=== Dataset records ===
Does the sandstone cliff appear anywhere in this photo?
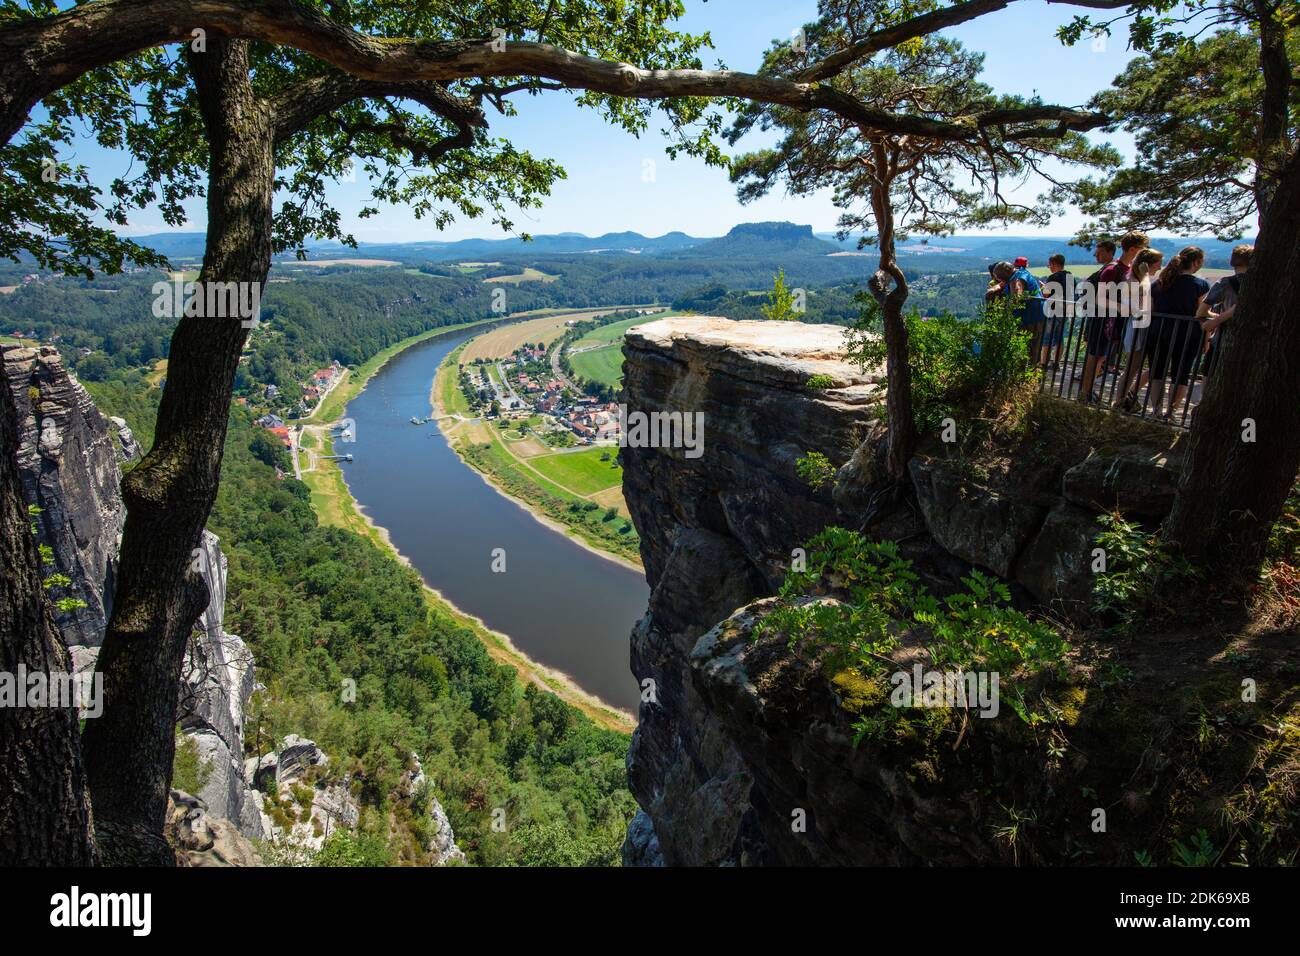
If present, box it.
[3,345,136,671]
[2,346,464,865]
[2,346,265,842]
[619,317,1296,867]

=== What is needed ===
Return the entries above in full and unchanged, omitting every image.

=== The completed task ===
Does the sandstone cliff appear anywhere in this photo?
If present, box it.
[3,345,136,671]
[2,346,464,865]
[2,346,265,842]
[619,317,1296,867]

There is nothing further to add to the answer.